(Excerpts from a dataset)
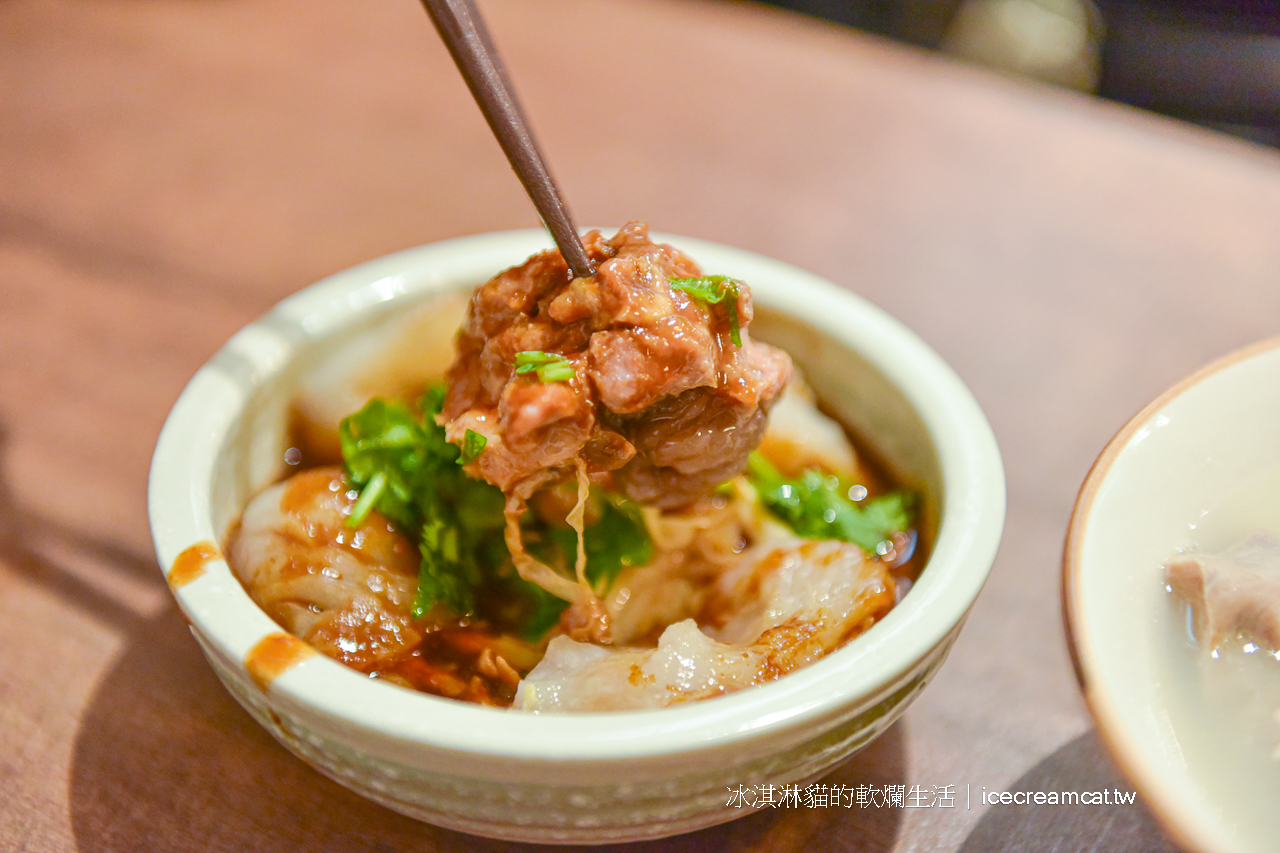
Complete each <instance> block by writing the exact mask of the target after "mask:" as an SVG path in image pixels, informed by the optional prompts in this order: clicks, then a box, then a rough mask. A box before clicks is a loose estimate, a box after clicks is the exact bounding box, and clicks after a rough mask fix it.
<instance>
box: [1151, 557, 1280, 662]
mask: <svg viewBox="0 0 1280 853" xmlns="http://www.w3.org/2000/svg"><path fill="white" fill-rule="evenodd" d="M1165 581H1166V583H1167V584H1169V587H1170V588H1171V589H1172V592H1174V594H1175V596H1178V597H1179V598H1181V599H1183V601H1184V602H1187V605H1188V606H1189V607H1190V608H1192V620H1193V624H1194V629H1196V639H1197V640H1198V642H1199V643H1201V644H1202V646H1203V647H1204V648H1207V649H1210V651H1212V649H1216V648H1219V647H1220V646H1222V644H1224V643H1225V642H1228V640H1230V639H1231V638H1234V637H1236V635H1244V637H1247V638H1248V639H1251V640H1253V642H1254V643H1257V644H1258V646H1260V647H1262V648H1265V649H1267V651H1268V652H1272V653H1276V652H1280V538H1276V535H1275V534H1271V533H1262V532H1260V533H1254V534H1253V535H1249V537H1248V538H1245V539H1244V540H1243V542H1240V543H1238V544H1235V546H1233V547H1231V548H1228V549H1226V551H1224V552H1222V553H1219V555H1197V553H1189V555H1183V556H1179V557H1175V558H1174V560H1170V561H1169V562H1167V564H1165Z"/></svg>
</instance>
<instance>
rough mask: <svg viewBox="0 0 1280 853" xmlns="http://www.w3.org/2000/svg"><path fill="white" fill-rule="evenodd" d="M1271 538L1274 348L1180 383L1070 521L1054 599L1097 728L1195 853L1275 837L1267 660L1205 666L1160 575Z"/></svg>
mask: <svg viewBox="0 0 1280 853" xmlns="http://www.w3.org/2000/svg"><path fill="white" fill-rule="evenodd" d="M1256 528H1270V529H1271V530H1274V532H1277V533H1280V339H1275V341H1270V342H1263V343H1260V345H1257V346H1253V347H1249V348H1247V350H1243V351H1240V352H1236V353H1234V355H1230V356H1228V357H1225V359H1222V360H1221V361H1217V362H1216V364H1213V365H1210V366H1207V368H1204V369H1203V370H1201V371H1198V373H1196V374H1194V375H1192V377H1189V378H1187V379H1184V380H1183V382H1180V383H1178V384H1176V386H1174V387H1172V388H1170V389H1169V391H1166V392H1165V393H1164V394H1161V396H1160V397H1158V398H1156V400H1155V401H1153V402H1152V403H1151V405H1148V406H1147V407H1146V409H1143V410H1142V411H1140V412H1139V414H1138V415H1137V416H1134V418H1133V419H1132V420H1130V421H1129V423H1128V424H1126V425H1125V427H1124V428H1123V429H1121V430H1120V432H1119V433H1117V434H1116V435H1115V438H1112V439H1111V442H1110V443H1108V444H1107V447H1106V450H1103V451H1102V455H1101V456H1100V457H1098V460H1097V462H1094V465H1093V470H1092V471H1091V473H1089V475H1088V479H1087V480H1085V483H1084V485H1083V488H1082V489H1080V493H1079V497H1078V500H1076V503H1075V511H1074V514H1073V517H1071V524H1070V530H1069V533H1068V540H1066V551H1065V557H1064V584H1065V587H1064V593H1065V594H1064V602H1065V611H1066V625H1068V633H1069V635H1070V640H1071V648H1073V653H1074V657H1075V665H1076V672H1078V676H1079V679H1080V685H1082V688H1083V690H1084V695H1085V699H1087V701H1088V704H1089V708H1091V711H1092V712H1093V716H1094V717H1096V720H1097V725H1098V730H1100V733H1101V734H1102V736H1103V740H1105V742H1106V744H1107V745H1108V748H1110V751H1111V753H1112V754H1114V757H1115V758H1116V761H1117V763H1119V765H1120V767H1121V768H1123V770H1124V771H1125V774H1126V775H1128V776H1129V777H1130V780H1132V781H1133V784H1134V785H1135V786H1137V789H1138V790H1139V792H1140V793H1142V794H1143V797H1144V798H1146V800H1147V802H1148V803H1149V806H1151V807H1152V809H1153V811H1155V813H1156V816H1157V817H1158V818H1160V820H1161V822H1162V824H1164V825H1165V827H1166V829H1167V831H1169V833H1170V835H1172V836H1174V838H1175V839H1176V840H1178V841H1179V843H1180V844H1183V845H1184V847H1187V848H1189V849H1192V850H1202V852H1204V853H1208V852H1213V853H1225V852H1231V853H1245V852H1262V850H1274V849H1275V839H1276V838H1277V835H1280V811H1277V809H1276V808H1275V802H1274V800H1275V794H1276V792H1277V790H1280V767H1277V758H1276V756H1277V754H1280V753H1277V752H1276V751H1277V748H1280V724H1277V721H1276V719H1275V716H1274V715H1275V711H1276V707H1280V706H1276V704H1270V706H1268V707H1266V708H1262V710H1260V708H1253V710H1251V707H1252V706H1254V704H1256V703H1257V701H1258V698H1260V697H1261V695H1265V694H1266V693H1268V692H1270V693H1271V694H1272V695H1280V663H1277V662H1276V661H1275V660H1267V661H1262V660H1258V661H1253V662H1251V665H1249V666H1248V667H1245V669H1242V670H1235V669H1221V667H1220V669H1215V666H1213V665H1215V663H1225V662H1226V661H1215V660H1211V658H1210V657H1208V653H1207V651H1206V649H1202V648H1199V647H1198V646H1197V644H1196V643H1194V642H1193V635H1192V634H1189V631H1188V626H1187V616H1185V608H1184V607H1183V606H1181V605H1180V603H1179V602H1178V599H1176V598H1174V596H1172V593H1171V592H1169V590H1167V589H1166V585H1165V580H1164V574H1162V566H1164V565H1165V562H1167V561H1169V560H1170V558H1171V557H1172V556H1175V555H1176V553H1179V552H1183V551H1187V549H1199V551H1202V552H1207V553H1212V552H1215V551H1221V549H1225V548H1226V547H1229V546H1230V544H1233V543H1234V542H1238V540H1239V539H1242V538H1243V537H1244V535H1247V534H1248V533H1251V532H1252V530H1254V529H1256Z"/></svg>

- [EXERCISE AIM]:
Return all records verbatim and drop the pictures.

- [FINISHED EXERCISE]:
Complete each <instance> block by writing the exact mask of the target after "mask:" as an SVG path in image pixels, informed by the optional prompts in this order: clicks, then a box, then a rough mask. A box before clicks is a loose estimate, a box after clicks is the exact bounding box, and clicks after a rough mask fix it.
<instance>
box: [1151, 557, 1280, 662]
mask: <svg viewBox="0 0 1280 853" xmlns="http://www.w3.org/2000/svg"><path fill="white" fill-rule="evenodd" d="M1165 581H1166V583H1167V584H1169V587H1170V588H1171V589H1172V592H1174V594H1175V596H1178V597H1179V598H1181V599H1183V601H1184V602H1187V605H1188V606H1189V607H1190V608H1192V620H1193V624H1194V629H1196V639H1197V640H1198V642H1199V643H1201V644H1202V646H1203V647H1204V648H1207V649H1210V651H1212V649H1216V648H1219V647H1220V646H1222V644H1224V643H1225V642H1228V640H1230V639H1231V638H1234V637H1236V635H1244V637H1247V638H1248V639H1251V640H1253V642H1254V643H1257V644H1258V646H1260V647H1262V648H1265V649H1267V651H1268V652H1272V653H1276V652H1280V538H1276V535H1275V534H1271V533H1262V532H1260V533H1254V534H1253V535H1249V537H1248V538H1245V539H1244V540H1243V542H1240V543H1238V544H1235V546H1233V547H1231V548H1228V549H1226V551H1224V552H1222V553H1219V555H1197V553H1189V555H1183V556H1179V557H1175V558H1174V560H1170V561H1169V562H1167V564H1165Z"/></svg>
</instance>
<instance>
rough mask: <svg viewBox="0 0 1280 853" xmlns="http://www.w3.org/2000/svg"><path fill="white" fill-rule="evenodd" d="M1271 538L1274 348L1180 383L1070 521L1054 599L1097 728L1195 853L1275 837L1267 660L1205 666L1160 575Z"/></svg>
mask: <svg viewBox="0 0 1280 853" xmlns="http://www.w3.org/2000/svg"><path fill="white" fill-rule="evenodd" d="M1256 528H1270V529H1271V530H1274V532H1277V533H1280V339H1275V341H1270V342H1263V343H1260V345H1257V346H1253V347H1249V348H1247V350H1243V351H1240V352H1236V353H1234V355H1230V356H1228V357H1225V359H1222V360H1221V361H1217V362H1216V364H1213V365H1210V366H1207V368H1204V369H1203V370H1201V371H1198V373H1196V374H1194V375H1192V377H1189V378H1187V379H1184V380H1183V382H1180V383H1178V384H1176V386H1174V387H1172V388H1170V389H1169V391H1166V392H1165V393H1164V394H1161V396H1160V397H1158V398H1156V400H1155V401H1153V402H1152V403H1151V405H1148V406H1147V407H1146V409H1143V410H1142V411H1140V412H1139V414H1138V415H1137V416H1134V418H1133V419H1132V420H1130V421H1129V423H1128V424H1126V425H1125V427H1124V428H1123V429H1121V430H1120V432H1119V433H1117V434H1116V435H1115V438H1112V439H1111V442H1110V443H1108V444H1107V447H1106V450H1103V451H1102V455H1101V456H1100V457H1098V460H1097V462H1094V465H1093V470H1092V471H1091V473H1089V475H1088V479H1087V480H1085V483H1084V485H1083V488H1082V489H1080V493H1079V497H1078V500H1076V503H1075V511H1074V514H1073V517H1071V524H1070V530H1069V533H1068V540H1066V551H1065V557H1064V584H1065V587H1064V593H1065V594H1064V602H1065V611H1066V625H1068V633H1069V635H1070V640H1071V648H1073V653H1074V657H1075V665H1076V672H1078V676H1079V679H1080V685H1082V688H1083V690H1084V695H1085V699H1087V701H1088V704H1089V708H1091V711H1092V712H1093V716H1094V717H1096V720H1097V725H1098V730H1100V733H1101V734H1102V736H1103V740H1105V742H1106V744H1107V745H1108V748H1110V751H1111V753H1112V754H1114V757H1115V758H1116V761H1117V763H1119V765H1120V767H1121V768H1123V770H1124V771H1125V774H1126V775H1128V776H1129V777H1130V780H1132V781H1133V784H1134V785H1135V786H1137V789H1138V790H1139V792H1140V793H1142V794H1143V797H1144V798H1146V800H1147V802H1148V803H1149V806H1151V807H1152V809H1153V811H1155V813H1156V816H1157V817H1158V818H1160V820H1161V822H1162V824H1164V825H1165V827H1166V829H1167V831H1169V833H1170V835H1172V836H1174V838H1175V839H1176V840H1178V841H1179V843H1180V844H1183V845H1184V847H1187V848H1189V849H1192V850H1202V852H1204V853H1208V852H1213V853H1225V852H1231V853H1245V852H1262V850H1274V849H1275V839H1276V838H1277V835H1280V811H1277V809H1276V808H1275V802H1274V800H1275V794H1276V792H1277V790H1280V767H1277V758H1276V756H1277V754H1280V753H1277V752H1276V751H1277V748H1280V724H1277V721H1276V719H1275V716H1274V715H1275V711H1276V707H1280V706H1276V704H1270V706H1268V707H1266V708H1262V710H1260V708H1253V710H1251V707H1252V706H1254V704H1256V703H1257V701H1258V698H1260V697H1261V695H1265V694H1266V693H1268V692H1270V693H1271V694H1272V695H1280V663H1277V662H1276V661H1275V660H1267V661H1262V660H1258V661H1253V662H1251V665H1249V666H1248V667H1245V669H1242V670H1235V669H1221V667H1220V669H1215V666H1213V665H1215V663H1225V662H1226V661H1215V660H1211V658H1210V657H1208V653H1207V651H1206V649H1202V648H1199V647H1198V646H1197V644H1196V643H1194V642H1193V635H1192V634H1189V631H1188V626H1187V616H1185V608H1184V607H1183V606H1181V605H1180V603H1179V602H1178V599H1176V598H1174V596H1172V593H1171V592H1169V590H1167V589H1166V585H1165V580H1164V574H1162V566H1164V565H1165V562H1167V561H1169V560H1170V558H1171V557H1172V556H1175V555H1176V553H1179V552H1183V551H1187V549H1199V551H1202V552H1207V553H1212V552H1215V551H1221V549H1225V548H1226V547H1229V546H1230V544H1233V543H1234V542H1238V540H1239V539H1242V538H1243V537H1244V535H1247V534H1248V533H1251V532H1252V530H1254V529H1256Z"/></svg>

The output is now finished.